___ Dataset records

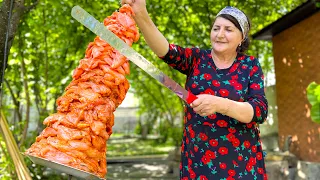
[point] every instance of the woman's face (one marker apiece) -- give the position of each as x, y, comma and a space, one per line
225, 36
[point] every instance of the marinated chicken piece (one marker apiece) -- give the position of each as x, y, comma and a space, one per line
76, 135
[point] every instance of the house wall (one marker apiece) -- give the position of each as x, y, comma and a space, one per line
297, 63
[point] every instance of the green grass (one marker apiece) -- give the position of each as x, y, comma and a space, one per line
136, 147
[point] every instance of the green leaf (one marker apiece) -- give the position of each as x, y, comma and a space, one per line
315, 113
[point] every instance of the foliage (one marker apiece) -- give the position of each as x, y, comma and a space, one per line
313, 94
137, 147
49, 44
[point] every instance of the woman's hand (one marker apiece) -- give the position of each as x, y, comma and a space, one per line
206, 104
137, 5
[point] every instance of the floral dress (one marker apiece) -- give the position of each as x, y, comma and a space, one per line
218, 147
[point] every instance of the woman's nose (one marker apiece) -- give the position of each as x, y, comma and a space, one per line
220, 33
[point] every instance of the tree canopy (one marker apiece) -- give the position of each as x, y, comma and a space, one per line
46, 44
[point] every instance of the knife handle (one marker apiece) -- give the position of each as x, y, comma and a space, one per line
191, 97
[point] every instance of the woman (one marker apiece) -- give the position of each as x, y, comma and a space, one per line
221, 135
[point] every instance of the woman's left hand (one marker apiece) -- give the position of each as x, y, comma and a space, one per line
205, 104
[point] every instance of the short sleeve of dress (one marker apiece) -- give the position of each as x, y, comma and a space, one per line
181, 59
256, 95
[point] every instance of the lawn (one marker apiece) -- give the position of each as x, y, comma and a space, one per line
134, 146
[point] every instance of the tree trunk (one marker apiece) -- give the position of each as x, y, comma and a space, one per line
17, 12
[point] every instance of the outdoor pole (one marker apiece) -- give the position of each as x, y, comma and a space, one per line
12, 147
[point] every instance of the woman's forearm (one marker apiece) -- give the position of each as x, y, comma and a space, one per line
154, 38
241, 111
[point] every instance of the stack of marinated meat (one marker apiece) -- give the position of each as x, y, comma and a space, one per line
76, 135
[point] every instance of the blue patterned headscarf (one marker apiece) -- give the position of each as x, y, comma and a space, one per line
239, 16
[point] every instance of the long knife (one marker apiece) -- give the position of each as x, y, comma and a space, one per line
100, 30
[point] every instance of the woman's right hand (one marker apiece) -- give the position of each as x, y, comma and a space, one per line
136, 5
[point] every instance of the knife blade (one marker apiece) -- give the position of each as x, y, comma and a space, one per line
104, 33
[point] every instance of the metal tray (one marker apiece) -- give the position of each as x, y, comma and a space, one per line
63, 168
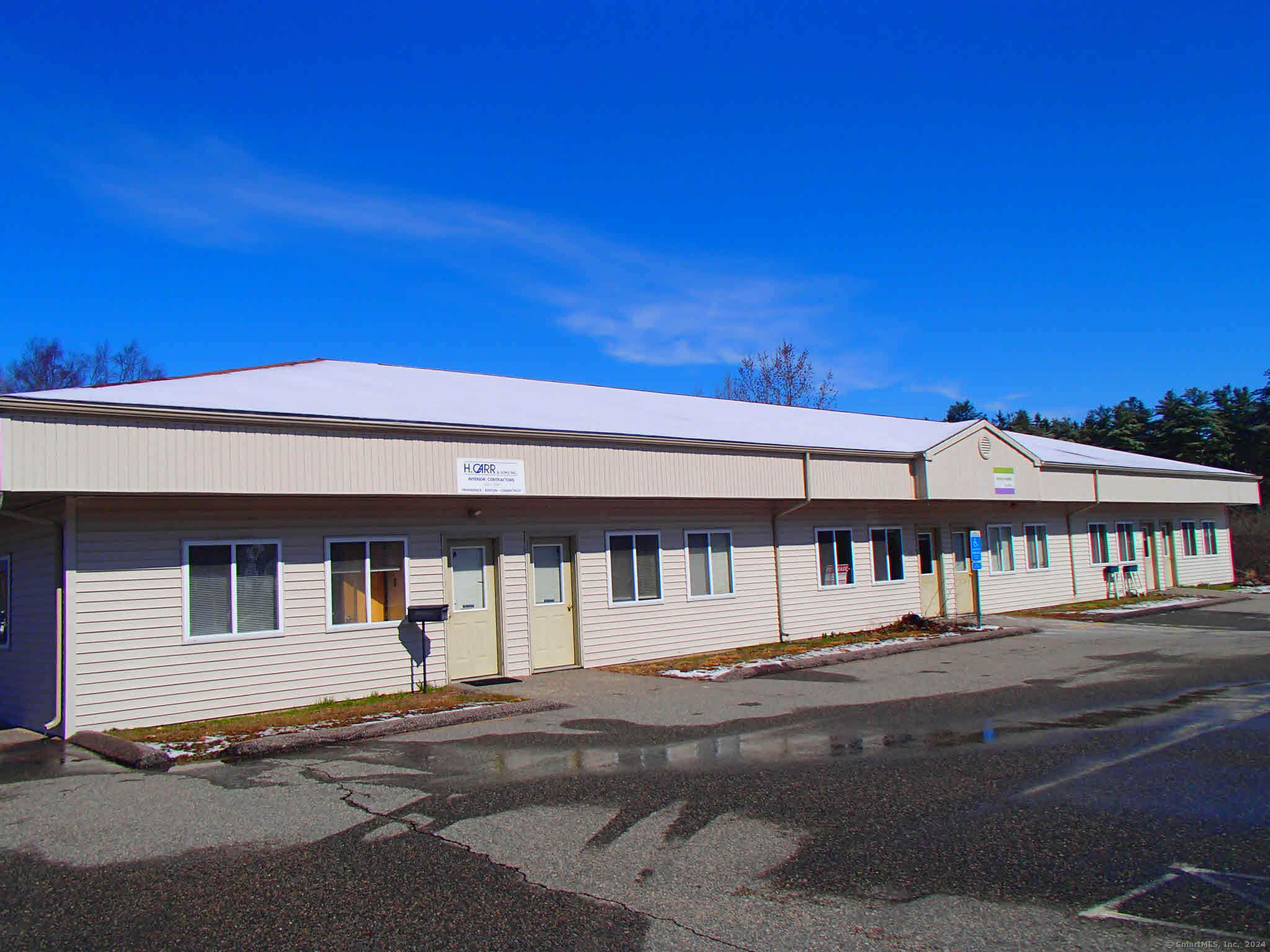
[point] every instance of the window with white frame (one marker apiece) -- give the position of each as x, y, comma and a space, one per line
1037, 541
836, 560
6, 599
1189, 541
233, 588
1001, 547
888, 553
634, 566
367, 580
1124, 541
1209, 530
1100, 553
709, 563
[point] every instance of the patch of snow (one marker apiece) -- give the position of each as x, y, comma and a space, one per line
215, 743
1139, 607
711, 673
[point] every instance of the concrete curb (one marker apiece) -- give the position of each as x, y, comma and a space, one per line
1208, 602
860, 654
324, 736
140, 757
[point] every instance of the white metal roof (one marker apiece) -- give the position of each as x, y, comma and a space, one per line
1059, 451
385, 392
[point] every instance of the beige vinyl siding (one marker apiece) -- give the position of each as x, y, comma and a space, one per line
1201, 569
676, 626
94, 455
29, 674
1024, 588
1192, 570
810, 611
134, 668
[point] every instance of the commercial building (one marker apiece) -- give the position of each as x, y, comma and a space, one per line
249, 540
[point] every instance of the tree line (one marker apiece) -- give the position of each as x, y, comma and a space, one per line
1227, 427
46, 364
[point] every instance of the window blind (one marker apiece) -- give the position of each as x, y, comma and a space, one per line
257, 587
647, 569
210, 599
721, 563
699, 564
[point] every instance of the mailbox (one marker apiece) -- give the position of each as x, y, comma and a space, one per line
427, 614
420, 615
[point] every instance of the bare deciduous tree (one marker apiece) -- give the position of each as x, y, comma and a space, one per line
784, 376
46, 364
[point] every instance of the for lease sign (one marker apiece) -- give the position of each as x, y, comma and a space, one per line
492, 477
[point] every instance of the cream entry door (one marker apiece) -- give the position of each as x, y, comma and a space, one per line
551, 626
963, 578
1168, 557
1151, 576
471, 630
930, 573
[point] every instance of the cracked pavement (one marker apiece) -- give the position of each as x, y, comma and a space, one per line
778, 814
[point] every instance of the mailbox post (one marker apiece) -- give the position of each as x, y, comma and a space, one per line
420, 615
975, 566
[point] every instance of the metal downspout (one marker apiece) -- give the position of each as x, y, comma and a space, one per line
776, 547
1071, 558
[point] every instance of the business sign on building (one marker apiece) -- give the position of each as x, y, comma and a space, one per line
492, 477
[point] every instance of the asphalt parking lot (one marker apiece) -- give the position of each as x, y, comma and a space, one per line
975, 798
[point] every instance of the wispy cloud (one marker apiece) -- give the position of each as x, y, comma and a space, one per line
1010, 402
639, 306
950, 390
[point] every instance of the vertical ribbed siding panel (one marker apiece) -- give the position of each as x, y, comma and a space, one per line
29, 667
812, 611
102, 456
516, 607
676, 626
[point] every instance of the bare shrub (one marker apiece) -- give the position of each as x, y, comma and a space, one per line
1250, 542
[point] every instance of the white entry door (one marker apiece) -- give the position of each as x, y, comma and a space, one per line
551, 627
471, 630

______
___ Dataset records

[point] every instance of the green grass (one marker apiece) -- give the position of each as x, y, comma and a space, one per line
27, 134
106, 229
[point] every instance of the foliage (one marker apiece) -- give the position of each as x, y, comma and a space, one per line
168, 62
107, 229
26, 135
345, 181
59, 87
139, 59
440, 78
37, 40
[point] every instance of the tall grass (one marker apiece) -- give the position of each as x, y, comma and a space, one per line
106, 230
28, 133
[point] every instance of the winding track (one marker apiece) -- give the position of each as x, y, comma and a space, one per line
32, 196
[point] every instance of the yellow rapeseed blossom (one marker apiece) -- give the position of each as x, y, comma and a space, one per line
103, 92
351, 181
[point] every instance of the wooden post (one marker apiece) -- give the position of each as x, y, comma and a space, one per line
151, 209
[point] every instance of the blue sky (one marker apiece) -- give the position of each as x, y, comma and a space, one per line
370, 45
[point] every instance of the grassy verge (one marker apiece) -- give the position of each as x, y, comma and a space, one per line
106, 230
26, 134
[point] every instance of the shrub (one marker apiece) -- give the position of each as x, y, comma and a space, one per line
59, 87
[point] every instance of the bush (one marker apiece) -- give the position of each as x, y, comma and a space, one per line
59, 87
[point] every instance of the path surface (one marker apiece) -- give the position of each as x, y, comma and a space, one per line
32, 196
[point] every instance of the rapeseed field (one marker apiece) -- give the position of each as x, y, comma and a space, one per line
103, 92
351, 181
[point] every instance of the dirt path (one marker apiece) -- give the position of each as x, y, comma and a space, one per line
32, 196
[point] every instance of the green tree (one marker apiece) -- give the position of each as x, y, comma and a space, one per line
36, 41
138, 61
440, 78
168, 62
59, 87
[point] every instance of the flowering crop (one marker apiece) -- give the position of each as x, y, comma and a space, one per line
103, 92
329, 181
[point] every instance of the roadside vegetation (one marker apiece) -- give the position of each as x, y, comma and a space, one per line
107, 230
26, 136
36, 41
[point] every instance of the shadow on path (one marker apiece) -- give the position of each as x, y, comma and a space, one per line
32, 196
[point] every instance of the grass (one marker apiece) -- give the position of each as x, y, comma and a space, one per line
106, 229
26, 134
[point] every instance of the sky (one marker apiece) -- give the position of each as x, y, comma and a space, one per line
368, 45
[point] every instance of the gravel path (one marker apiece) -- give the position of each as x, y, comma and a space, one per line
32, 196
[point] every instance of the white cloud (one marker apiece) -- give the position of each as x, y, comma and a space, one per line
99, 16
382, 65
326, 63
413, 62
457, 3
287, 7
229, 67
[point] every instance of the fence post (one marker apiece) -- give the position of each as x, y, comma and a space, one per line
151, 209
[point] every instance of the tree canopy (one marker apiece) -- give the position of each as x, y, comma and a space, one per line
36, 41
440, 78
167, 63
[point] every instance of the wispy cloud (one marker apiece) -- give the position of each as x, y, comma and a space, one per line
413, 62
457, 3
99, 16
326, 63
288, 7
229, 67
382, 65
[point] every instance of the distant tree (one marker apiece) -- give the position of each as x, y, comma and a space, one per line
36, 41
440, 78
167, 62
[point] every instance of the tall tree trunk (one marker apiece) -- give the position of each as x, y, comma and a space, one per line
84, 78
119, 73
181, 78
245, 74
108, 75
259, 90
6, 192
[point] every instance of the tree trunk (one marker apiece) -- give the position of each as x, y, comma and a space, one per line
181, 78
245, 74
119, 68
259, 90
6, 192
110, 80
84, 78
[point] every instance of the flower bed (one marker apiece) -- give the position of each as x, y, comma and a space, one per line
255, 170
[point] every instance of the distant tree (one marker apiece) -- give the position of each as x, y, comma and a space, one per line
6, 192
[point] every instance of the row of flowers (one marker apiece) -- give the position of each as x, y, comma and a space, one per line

______

> [Work to be completed]
Copy the stretch of rows above from the line that contains "[point] every instance of the tall tree" through the line that contains "[point] every instance of the row", word for word. Include both end lines.

> [The result]
[point] every instance of the tall tree trunk (one marker apiece) -- give the position of each as x, y, comma and a space, one per line
84, 78
119, 73
181, 78
245, 74
108, 75
259, 90
6, 192
[point] every instance of the tree trunk (one marker apiece) -- give the position of each as x, y, comma and a space, one per line
181, 78
245, 74
119, 68
259, 90
6, 192
110, 80
84, 78
[point] every instance of the flower bed (one marker apiece) -- give the position of each as x, y, comma and a space, one per line
255, 170
[point] every instance of the distant tree (one marker apiece) -- give the position of each as x, y, comma and a space, one per line
6, 192
[point] every instance of the row of flowers (one marker apiece) -- give the position of each as x, y, comma and a space, one per line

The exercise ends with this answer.